PROMPT 1 —
Answer these questions from the mailing-list thread on testing pointers against NULL, shown below:
(a) What condition does Marcel Holtmann call the preferred way?
(b) According to Andy Isaacson, the expression "!x" is precisely equivalent to which expression?
(c) In the unquoted reply, what is called "the fast track to being flamed"?
PROMPT 2 — Continue the mailing-list thread on testing pointers against NULL, shown below, starting after its final sentence.

------ SOURCE TEXT

On Tue, Aug 09, 2005 at 10:54:34AM -0700, Andy Isaacson wrote:
> On Mon, Aug 08, 2005 at 10:47:21AM -0700, Marc Singer wrote:
> > On Mon, Aug 08, 2005 at 07:35:36PM +0200, Marcel Holtmann wrote:
> > > > > + if (NULL == dev || NULL == driver) {
> > > >
> > > > Put the variable on the left side, gcc will complain if you incorrectly
> > > > put a "=" instead of a "==" here, which is all that you are defending
> > > > against with this style.
> > >
> > > I think in this case the preferred way is
> > >
> > > if (!dev || !driver) {
> > >
> >
> > That's not a guaranteed equivalence in the C standard. Null pointers
> > may not be zero. I don't think we have any targets that work this
> > way, however there is nothing wrong with explicitly testing for NULL.
>
> False. The expression "!x" is precisely equivalent to "x==0", no
> matter what the type of x is. [1] And furthermore, NULL==0. [2]
> Ergo, "NULL == dev" and "!dev" are defined to be equivalent.
>
> What you're confused about is that the *representation* of a null
> pointer constant does not necessarily have to be all-bits-zero. That
> is, the following code fragment might print something on a
> standard-compliant C implementation:
No, I'm not confused about the representation of a NULL. Keep in mind
that telling someone what they do or don't
understand/believe/think/feel is the fast track to being flamed.
>
> void *a = 0; unsigned char *p = (unsigned char *)&a;
> int i;
> for(i=0; i<sizeof(a); i++)
> if(p[i] != 0) printf("p[%d] = %02x!\n", i, p[i]);
>
> That does not change the fact that the source-code fragment "NULL" is
> defined to be equivalent to the source-code fragment "0". Simply the
> compiler must do whatever trickery necessary to ensure the correct
> values get generated in the object code for my above hypothetical
> architecture when I say "void *a = 0;".

------------
------ PROVIDED RECORDS

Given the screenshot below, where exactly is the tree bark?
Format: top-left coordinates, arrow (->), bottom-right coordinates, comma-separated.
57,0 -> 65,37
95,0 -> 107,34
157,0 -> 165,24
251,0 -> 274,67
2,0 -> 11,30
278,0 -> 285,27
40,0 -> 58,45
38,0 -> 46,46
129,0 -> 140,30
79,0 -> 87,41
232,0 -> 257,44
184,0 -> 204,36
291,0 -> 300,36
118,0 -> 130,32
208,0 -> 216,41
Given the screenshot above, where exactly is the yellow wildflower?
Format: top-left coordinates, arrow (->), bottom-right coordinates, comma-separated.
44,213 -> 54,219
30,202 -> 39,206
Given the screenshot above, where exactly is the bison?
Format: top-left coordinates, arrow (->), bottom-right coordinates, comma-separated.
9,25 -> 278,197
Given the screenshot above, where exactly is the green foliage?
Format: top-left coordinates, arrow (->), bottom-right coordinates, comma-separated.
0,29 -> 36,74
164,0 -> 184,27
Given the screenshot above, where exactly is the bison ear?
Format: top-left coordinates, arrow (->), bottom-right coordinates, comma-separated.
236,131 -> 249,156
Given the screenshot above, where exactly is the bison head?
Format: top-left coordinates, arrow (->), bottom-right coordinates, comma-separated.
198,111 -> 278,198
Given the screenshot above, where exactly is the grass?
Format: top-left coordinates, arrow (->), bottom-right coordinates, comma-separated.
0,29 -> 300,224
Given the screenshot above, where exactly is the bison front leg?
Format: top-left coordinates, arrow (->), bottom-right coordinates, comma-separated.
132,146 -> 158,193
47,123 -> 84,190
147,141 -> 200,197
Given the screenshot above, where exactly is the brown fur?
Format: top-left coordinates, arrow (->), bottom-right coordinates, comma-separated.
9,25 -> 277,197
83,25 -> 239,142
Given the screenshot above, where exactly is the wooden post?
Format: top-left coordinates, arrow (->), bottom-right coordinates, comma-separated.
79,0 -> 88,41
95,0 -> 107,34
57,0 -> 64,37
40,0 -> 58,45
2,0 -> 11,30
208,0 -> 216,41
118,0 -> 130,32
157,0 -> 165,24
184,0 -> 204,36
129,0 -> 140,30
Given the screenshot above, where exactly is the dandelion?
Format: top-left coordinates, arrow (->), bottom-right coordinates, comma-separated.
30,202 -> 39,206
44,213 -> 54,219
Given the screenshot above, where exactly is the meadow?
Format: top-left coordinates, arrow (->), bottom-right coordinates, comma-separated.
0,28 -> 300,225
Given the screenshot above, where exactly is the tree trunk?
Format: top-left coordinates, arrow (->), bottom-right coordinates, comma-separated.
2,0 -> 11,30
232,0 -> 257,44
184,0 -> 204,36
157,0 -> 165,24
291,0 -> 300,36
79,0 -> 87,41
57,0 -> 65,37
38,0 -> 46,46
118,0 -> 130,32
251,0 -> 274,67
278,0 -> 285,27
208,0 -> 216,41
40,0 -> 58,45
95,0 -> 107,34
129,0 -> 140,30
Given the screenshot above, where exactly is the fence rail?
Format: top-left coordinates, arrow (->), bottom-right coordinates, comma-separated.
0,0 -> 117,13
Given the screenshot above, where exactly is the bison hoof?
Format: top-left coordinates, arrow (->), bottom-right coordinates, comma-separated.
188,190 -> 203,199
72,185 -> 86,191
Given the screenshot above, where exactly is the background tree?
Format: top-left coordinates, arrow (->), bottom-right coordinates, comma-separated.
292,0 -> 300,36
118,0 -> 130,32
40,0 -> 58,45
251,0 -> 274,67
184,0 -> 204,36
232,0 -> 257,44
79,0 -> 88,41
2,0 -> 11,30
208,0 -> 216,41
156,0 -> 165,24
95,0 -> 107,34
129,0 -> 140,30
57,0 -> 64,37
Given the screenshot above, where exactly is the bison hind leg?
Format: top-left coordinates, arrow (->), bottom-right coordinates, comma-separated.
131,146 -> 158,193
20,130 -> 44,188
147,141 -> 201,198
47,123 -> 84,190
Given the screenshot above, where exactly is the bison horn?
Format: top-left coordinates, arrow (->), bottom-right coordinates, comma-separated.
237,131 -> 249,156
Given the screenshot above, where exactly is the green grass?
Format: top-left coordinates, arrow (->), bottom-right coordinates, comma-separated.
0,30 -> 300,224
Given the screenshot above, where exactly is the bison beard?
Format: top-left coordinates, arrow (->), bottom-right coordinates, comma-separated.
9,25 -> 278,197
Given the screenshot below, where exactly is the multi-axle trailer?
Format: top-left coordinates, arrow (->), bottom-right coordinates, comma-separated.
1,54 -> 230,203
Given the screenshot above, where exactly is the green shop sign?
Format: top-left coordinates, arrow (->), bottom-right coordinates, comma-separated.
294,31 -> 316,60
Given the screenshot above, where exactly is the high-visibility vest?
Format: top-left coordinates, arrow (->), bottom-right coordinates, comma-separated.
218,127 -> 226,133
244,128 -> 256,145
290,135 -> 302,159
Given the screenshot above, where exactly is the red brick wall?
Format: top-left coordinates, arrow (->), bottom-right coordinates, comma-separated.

------------

WRITTEN ANSWER 1 —
(a) if (!dev || !driver) {
(b) x==0
(c) Telling someone what they do or don't understand/believe/think/feel.

WRITTEN ANSWER 2 —
>
> This is very similar to how floating point is handled in the abstract
> machine definition of the standard. Consider a weird FP implementation
> where 0.0 has a not-all-bits-zero representation, and change 'a' in my
> example above to type 'double'. Just because 0.0 is stored as the bit
> pattern 0x8000000000000000 does not mean that I have to write something
> other than "double a = 0;"!
>
> And furthermore, all of this was well-understood in the C89 standard;
> it's not new in the C99 standard, although there are some
> clarifications.
>
> [1] ISO/IEC 9899:1999 6.5.3.3 Unary arithmetic operators
>
> (5) The result of the logical negation operator ! is 0 if the value of
> its operand compares unequal to 0, 1 if the value of its operand
> compares equal to 0. The result has type int. The expression !E is
> equivalent to (0==E).
>
> [2] ISO/IEC 9899:1999 7.17
>
> The following types and macros are defined in the standard header
> <stddef.h>. ...
> NULL
> which expands to an implementation-defined null pointer constant...
>
> and 6.3.2.3 Pointers
> (3) An integer constant expression with the value 0, or such an
> expression cast to type void *, is called a null pointer constant.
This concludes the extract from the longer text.